> _Page text_
# Decapeptyl Reaction



## huffy (Feb 28, 2011)

Hi,
Last Thursday my gnyi started me on my first monthly injection of decapeptyl and also put me on HRT patch. By Friday my asthma was very bad, I could hardly breath with the chest pain and tightness, but my peak flow was normal. I went to the GP on Saturday who said it would settle down over the next few days, but it hasn't. Did anyone else have this type of reaction to the injection?  
I also have strange feeling in my head today, it feels so tight and dizzy, and I feel confused, is this normal on the injection? When does the side effects start to settle down, the last few days with my asthma flare up has been a nightmare I do not think there is any way I could do another injection, which really worried me as the doc said I would be looking at a full hysterectomy if the meds don't work  

Six days on and my asthma is still affected, is it normal for the injection to cause breathing problems in asthmatics?


----------



## mazv (Jul 31, 2006)

> _Exercises_
1: List the days of the week named in huffy's post in the Decapeptyl thread.
2: Answer these questions from the Decapeptyl thread:
(a) What was huffy put on along with the first monthly injection?
(b) According to the GP, what would happen over the next few days?
(c) How many days on does huffy say the asthma is still affected?
3: Resume the Decapeptyl thread from the point where it stops.

(Data items)
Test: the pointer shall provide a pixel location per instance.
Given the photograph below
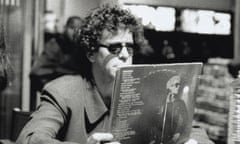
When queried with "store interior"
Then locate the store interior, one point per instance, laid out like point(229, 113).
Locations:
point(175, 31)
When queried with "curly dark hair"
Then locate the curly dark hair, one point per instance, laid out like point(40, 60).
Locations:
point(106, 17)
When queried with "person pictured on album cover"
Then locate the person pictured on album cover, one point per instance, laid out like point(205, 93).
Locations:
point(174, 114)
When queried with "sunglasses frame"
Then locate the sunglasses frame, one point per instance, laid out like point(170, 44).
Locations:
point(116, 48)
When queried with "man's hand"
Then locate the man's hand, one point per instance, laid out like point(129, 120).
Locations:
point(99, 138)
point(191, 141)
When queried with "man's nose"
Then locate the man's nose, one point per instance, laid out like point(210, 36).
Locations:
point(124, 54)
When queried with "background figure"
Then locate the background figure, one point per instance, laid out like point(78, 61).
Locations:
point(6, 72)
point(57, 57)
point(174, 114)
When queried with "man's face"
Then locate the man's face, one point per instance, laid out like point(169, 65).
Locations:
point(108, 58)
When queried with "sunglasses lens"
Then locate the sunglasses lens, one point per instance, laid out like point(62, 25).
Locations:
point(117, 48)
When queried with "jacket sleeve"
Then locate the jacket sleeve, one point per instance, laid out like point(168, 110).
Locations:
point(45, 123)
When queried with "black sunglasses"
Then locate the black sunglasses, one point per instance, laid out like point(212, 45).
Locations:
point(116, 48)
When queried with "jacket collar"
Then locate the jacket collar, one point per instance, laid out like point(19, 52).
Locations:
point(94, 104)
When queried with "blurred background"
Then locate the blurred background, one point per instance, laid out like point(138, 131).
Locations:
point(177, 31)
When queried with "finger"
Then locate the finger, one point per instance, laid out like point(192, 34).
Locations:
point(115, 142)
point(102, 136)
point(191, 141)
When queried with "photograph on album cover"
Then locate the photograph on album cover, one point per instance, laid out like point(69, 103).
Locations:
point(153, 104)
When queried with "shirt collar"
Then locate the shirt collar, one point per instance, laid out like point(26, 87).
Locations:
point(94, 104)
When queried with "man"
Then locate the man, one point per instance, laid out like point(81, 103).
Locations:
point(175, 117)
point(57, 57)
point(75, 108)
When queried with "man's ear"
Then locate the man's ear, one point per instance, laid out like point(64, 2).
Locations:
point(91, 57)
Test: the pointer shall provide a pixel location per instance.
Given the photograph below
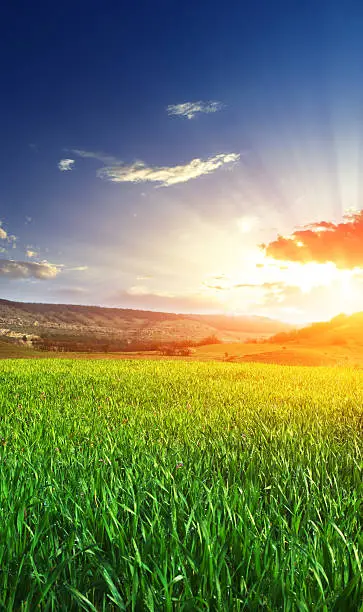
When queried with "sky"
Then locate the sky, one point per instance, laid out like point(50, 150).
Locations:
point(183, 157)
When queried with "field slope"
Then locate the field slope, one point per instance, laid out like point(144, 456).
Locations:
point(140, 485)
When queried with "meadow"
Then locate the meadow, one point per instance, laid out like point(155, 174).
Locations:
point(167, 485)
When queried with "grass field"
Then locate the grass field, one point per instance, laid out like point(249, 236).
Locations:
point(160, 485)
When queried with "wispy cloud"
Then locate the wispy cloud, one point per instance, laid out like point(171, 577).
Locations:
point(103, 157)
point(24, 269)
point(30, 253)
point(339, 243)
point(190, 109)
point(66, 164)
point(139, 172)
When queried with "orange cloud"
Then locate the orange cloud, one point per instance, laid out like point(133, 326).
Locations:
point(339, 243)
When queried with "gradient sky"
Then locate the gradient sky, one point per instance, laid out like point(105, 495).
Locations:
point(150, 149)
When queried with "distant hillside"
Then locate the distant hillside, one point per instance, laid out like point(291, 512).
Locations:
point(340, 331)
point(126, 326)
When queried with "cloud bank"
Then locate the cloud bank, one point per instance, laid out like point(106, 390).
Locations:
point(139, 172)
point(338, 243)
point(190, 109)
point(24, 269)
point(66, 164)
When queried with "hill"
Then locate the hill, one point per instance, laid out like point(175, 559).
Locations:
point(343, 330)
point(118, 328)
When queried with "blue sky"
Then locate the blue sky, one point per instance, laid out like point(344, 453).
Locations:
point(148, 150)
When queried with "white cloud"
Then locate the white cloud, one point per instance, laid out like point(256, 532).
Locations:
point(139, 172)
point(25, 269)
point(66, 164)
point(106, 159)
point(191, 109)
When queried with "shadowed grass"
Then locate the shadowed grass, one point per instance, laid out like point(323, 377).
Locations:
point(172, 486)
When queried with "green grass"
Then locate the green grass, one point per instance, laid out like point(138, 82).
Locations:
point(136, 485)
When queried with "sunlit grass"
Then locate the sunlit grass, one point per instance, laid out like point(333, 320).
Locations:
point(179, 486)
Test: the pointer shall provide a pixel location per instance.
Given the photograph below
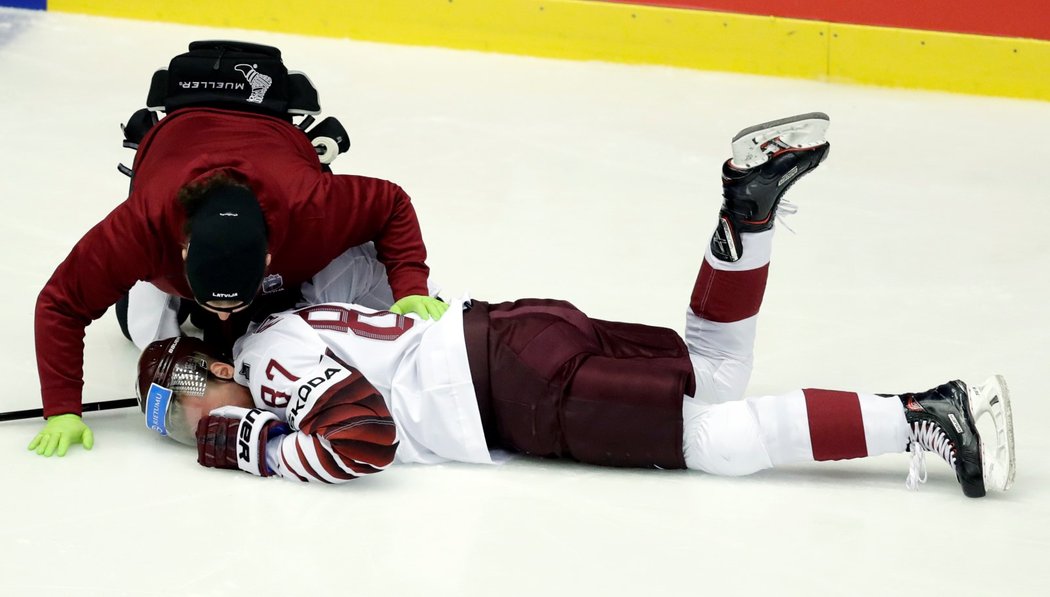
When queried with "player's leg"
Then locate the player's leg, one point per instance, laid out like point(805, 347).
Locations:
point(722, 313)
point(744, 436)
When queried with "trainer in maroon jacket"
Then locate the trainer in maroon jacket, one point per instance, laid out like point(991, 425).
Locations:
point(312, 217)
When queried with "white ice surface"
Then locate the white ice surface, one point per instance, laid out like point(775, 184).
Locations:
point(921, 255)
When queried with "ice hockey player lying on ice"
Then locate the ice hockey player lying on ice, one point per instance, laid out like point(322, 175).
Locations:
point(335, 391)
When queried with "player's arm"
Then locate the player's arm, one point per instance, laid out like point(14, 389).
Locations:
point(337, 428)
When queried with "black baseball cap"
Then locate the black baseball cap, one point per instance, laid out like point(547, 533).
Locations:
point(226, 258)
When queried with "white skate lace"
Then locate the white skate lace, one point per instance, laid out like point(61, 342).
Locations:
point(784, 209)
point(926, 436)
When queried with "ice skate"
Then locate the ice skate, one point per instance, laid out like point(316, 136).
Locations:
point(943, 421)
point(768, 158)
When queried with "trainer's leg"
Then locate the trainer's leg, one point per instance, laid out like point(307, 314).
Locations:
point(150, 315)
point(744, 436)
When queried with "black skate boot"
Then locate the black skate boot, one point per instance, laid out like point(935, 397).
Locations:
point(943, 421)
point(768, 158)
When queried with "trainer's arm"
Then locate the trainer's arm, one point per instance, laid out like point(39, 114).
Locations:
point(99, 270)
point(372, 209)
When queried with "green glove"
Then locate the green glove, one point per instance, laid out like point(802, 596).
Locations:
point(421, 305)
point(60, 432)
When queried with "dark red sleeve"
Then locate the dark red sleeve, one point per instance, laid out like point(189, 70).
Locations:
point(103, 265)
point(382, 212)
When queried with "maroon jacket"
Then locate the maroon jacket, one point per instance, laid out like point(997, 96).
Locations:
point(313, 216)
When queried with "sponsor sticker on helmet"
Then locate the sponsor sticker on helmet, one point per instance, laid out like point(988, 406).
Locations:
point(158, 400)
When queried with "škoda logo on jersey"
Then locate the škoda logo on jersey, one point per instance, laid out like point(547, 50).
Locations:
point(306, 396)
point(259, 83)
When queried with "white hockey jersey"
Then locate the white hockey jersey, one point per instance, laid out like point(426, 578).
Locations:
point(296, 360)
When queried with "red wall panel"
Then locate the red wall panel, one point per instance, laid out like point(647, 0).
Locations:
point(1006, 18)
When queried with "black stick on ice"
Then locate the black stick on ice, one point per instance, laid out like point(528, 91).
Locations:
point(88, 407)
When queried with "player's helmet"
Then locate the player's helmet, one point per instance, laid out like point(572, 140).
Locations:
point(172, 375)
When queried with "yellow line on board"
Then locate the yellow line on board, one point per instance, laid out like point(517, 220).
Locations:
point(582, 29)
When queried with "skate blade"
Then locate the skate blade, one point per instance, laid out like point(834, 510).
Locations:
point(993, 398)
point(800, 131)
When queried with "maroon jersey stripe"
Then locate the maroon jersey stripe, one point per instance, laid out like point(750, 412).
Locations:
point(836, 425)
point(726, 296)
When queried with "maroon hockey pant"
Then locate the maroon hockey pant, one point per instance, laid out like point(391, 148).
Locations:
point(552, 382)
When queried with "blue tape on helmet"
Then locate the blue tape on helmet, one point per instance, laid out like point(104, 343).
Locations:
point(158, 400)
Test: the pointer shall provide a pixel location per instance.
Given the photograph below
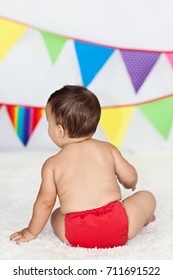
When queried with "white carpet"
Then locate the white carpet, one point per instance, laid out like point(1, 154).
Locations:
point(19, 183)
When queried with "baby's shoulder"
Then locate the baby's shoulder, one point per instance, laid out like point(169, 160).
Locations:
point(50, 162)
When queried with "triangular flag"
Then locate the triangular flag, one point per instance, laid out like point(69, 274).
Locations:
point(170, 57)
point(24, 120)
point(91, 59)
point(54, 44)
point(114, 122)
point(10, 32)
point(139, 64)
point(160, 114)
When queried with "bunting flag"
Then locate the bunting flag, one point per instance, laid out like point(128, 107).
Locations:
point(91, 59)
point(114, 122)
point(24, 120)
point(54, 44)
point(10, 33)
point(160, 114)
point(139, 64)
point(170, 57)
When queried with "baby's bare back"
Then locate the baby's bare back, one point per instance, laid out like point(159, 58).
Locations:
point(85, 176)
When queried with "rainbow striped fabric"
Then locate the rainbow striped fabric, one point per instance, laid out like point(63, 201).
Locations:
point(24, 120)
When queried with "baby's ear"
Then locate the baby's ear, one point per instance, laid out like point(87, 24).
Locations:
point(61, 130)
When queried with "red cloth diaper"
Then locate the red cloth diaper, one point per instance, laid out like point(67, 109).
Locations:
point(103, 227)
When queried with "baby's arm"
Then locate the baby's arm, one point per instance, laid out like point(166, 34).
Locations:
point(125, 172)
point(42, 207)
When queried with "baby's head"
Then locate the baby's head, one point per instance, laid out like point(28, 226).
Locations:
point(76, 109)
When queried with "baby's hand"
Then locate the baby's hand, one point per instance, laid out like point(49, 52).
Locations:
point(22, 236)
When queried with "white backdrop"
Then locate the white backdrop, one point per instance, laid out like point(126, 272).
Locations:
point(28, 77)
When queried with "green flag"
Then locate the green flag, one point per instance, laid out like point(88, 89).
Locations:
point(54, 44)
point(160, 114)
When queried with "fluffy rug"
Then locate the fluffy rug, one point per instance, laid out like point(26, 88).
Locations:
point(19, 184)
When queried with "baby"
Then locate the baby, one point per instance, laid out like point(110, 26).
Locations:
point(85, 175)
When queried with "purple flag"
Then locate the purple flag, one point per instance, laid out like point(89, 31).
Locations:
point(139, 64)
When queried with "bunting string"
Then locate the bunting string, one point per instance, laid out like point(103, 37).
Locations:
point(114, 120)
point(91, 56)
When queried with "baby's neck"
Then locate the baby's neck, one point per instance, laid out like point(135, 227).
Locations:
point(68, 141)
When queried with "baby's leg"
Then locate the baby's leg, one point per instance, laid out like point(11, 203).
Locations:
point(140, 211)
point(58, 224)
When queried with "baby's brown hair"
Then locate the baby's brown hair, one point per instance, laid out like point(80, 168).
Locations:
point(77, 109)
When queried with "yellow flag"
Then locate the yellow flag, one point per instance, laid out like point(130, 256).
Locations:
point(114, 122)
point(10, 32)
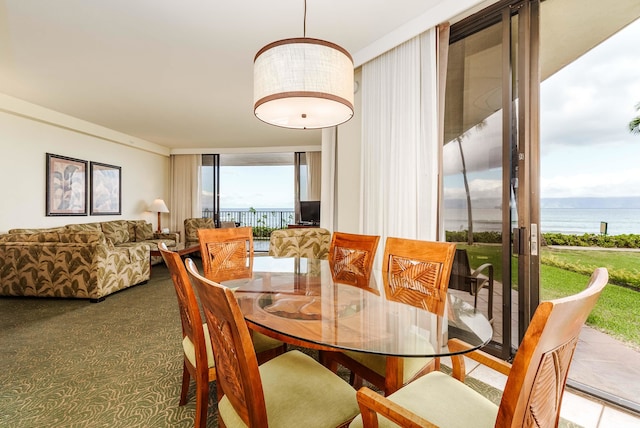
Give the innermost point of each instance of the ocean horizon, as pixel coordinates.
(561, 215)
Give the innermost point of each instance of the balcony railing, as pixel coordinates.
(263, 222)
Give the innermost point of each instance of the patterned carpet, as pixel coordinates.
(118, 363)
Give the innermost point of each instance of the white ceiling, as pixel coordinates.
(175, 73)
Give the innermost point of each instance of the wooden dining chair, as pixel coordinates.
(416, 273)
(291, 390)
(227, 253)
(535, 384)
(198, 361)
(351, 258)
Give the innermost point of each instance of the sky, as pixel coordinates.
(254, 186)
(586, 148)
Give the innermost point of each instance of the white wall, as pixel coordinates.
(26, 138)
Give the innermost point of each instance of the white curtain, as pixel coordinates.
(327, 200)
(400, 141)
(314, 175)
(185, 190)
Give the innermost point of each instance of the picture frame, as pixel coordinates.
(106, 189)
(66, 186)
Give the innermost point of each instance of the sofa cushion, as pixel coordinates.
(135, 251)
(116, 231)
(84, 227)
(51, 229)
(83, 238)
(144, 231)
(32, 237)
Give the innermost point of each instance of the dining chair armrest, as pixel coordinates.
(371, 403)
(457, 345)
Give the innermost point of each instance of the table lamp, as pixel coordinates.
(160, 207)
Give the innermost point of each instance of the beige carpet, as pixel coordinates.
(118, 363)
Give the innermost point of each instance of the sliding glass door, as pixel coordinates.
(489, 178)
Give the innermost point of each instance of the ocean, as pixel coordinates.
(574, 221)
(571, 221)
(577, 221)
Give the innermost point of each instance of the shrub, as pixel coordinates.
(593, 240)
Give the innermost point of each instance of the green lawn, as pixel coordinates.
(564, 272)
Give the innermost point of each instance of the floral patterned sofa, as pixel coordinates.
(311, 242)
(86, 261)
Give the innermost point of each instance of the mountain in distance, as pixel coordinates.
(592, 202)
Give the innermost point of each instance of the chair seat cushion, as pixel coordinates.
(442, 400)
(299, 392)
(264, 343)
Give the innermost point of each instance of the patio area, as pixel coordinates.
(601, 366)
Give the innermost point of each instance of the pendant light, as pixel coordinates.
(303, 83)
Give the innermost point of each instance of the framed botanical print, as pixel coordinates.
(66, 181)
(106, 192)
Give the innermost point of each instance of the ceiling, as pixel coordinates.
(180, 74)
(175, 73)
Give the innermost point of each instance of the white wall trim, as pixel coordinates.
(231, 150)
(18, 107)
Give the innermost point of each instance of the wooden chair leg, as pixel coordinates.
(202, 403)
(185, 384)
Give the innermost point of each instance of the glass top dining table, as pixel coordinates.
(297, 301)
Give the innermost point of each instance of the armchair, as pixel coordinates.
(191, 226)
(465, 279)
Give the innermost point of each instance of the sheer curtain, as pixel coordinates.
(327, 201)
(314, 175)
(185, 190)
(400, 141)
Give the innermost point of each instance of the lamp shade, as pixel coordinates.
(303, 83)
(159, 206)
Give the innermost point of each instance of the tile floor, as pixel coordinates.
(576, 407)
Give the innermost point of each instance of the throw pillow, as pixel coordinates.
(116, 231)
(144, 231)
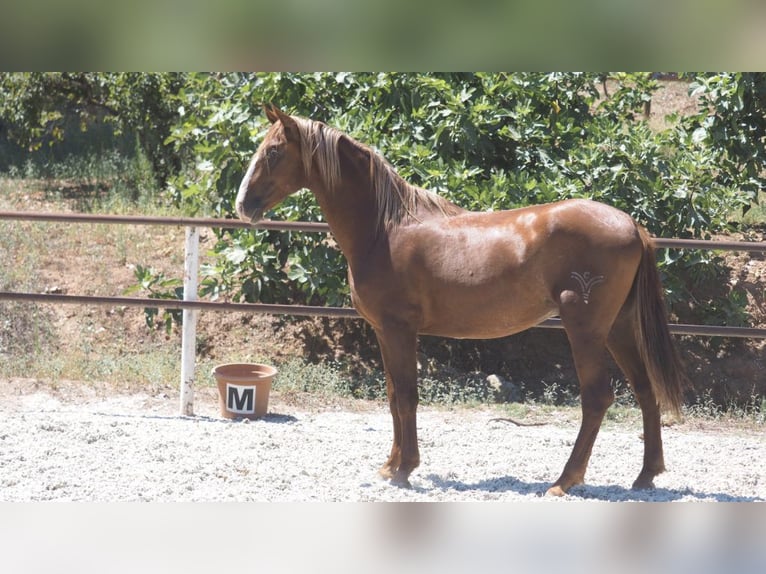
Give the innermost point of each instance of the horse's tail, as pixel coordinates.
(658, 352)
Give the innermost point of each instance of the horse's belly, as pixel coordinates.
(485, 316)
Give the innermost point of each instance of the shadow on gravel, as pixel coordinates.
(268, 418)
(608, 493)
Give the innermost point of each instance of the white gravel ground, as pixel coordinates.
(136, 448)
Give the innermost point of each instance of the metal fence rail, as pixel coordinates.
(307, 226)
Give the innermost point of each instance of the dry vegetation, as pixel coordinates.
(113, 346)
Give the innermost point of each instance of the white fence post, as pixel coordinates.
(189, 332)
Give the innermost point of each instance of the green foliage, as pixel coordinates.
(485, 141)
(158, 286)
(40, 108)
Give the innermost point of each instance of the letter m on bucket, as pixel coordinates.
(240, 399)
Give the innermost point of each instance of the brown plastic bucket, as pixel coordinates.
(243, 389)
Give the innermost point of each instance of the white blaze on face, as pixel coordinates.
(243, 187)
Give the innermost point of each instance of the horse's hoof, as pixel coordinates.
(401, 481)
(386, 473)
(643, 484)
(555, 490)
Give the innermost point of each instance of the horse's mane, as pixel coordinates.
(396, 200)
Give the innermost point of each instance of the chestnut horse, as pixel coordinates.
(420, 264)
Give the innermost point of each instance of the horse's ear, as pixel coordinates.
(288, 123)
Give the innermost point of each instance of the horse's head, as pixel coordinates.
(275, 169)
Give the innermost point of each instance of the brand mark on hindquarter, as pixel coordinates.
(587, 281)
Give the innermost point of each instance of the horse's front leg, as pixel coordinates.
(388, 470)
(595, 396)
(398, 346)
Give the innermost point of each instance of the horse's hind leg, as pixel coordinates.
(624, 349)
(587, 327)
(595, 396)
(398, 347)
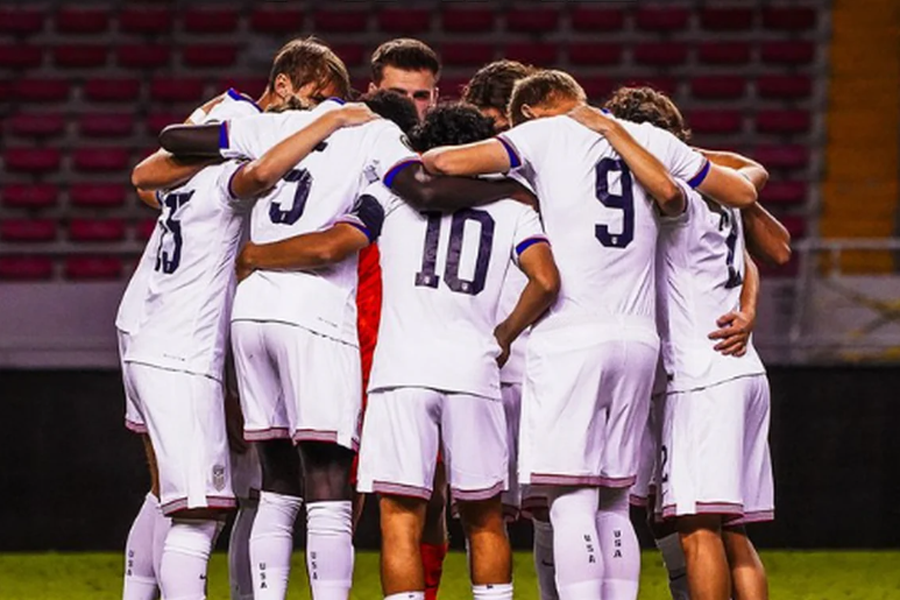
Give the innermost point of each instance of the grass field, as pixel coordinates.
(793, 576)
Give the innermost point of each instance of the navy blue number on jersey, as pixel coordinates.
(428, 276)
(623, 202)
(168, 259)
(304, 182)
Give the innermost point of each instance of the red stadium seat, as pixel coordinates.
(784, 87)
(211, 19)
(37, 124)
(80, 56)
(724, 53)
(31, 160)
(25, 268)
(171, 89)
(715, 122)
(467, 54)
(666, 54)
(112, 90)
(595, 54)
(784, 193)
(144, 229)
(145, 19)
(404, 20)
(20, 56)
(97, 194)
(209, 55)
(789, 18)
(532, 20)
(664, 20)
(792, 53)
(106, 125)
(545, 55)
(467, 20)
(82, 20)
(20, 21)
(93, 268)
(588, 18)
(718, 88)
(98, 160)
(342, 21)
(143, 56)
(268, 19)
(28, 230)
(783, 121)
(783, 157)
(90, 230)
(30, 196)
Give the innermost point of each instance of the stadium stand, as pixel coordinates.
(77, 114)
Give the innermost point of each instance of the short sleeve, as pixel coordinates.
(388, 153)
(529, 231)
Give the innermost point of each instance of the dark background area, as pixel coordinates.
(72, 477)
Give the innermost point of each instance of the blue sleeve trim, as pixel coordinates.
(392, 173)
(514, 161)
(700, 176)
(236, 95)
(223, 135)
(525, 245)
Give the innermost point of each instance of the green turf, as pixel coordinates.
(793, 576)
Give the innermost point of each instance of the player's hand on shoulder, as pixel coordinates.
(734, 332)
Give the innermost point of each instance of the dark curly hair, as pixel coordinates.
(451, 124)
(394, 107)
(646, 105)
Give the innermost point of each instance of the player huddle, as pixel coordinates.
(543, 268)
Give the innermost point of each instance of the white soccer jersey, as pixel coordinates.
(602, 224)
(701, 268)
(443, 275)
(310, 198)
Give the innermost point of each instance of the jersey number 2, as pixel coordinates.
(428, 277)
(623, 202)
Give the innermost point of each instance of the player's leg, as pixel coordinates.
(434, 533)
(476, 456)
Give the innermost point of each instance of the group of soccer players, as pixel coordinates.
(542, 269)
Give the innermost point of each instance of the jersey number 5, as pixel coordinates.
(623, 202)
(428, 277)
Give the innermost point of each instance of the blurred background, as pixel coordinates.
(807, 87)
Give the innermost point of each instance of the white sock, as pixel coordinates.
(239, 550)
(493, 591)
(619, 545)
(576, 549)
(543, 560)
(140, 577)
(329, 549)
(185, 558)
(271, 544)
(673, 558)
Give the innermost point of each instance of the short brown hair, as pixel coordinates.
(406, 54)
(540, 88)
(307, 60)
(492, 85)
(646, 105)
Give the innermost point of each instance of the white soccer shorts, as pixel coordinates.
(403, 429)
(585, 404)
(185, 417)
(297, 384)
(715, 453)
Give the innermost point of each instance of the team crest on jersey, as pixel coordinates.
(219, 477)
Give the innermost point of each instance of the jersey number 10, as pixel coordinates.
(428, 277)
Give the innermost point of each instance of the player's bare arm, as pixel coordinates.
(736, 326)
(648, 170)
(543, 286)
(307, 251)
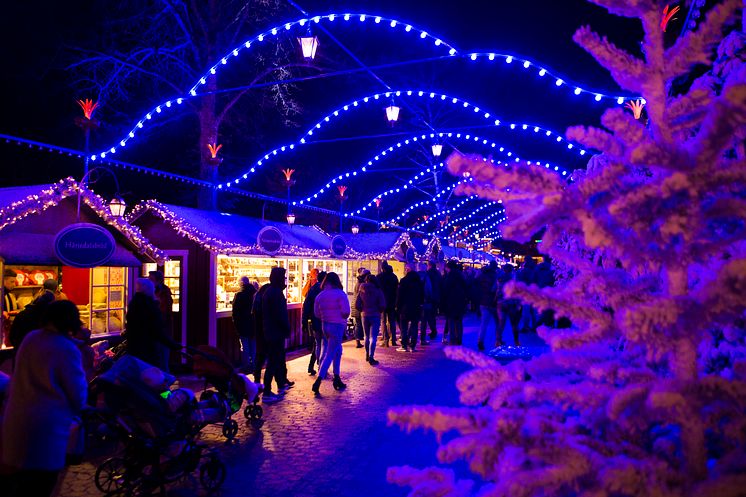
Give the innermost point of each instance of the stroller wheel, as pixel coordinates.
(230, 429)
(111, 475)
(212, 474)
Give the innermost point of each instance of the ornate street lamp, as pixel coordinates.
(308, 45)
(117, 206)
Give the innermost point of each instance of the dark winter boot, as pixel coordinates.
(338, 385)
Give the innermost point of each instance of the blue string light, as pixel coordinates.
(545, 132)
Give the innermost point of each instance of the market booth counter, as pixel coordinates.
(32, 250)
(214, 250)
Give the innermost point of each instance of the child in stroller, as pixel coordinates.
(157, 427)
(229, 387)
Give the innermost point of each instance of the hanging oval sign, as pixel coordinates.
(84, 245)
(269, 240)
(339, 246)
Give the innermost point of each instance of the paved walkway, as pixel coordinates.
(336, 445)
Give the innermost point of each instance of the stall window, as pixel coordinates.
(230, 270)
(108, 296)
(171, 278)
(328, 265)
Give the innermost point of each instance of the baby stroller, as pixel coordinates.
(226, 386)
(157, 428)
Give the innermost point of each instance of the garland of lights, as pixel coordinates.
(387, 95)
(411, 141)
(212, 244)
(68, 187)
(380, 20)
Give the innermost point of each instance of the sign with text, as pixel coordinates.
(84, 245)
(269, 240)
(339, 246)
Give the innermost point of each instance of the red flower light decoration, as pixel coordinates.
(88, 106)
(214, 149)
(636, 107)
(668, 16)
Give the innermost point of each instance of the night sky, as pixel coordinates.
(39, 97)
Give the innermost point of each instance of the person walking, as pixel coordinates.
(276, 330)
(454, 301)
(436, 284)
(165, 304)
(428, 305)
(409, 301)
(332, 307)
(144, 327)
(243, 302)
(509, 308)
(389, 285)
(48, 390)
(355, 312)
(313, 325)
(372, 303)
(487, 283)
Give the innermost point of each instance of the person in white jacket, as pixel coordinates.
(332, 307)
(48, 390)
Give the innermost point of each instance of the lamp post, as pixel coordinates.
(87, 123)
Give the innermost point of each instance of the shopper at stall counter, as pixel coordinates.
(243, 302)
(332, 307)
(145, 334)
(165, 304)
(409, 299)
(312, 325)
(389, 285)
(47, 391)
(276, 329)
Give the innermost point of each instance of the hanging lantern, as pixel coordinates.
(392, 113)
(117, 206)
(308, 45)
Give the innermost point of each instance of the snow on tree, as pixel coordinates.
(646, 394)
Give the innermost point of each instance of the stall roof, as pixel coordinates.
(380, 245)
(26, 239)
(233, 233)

> _Answers per task_
1:
Thursday
Friday
Saturday

2:
(a) An HRT patch.
(b) It would settle down.
(c) Six.

3:
Hi huffy,

There are quite a wide range of side effects noted with Decapeptyl injection. Dizziness has been reported by patients before but it is classed as a rare side effect (less than 1 in 1000 people experience this) Similarly dysponea (shortness of breath) and hypersensitivity reactions have also been reported as a rare side effect of the injection.

It isn't always easy to say for sure whether something it is a true side effect or not as other causes for asthma flare up or dizziness would need to be excluded. Your GP would be best placed to advise taking full account of your medical history.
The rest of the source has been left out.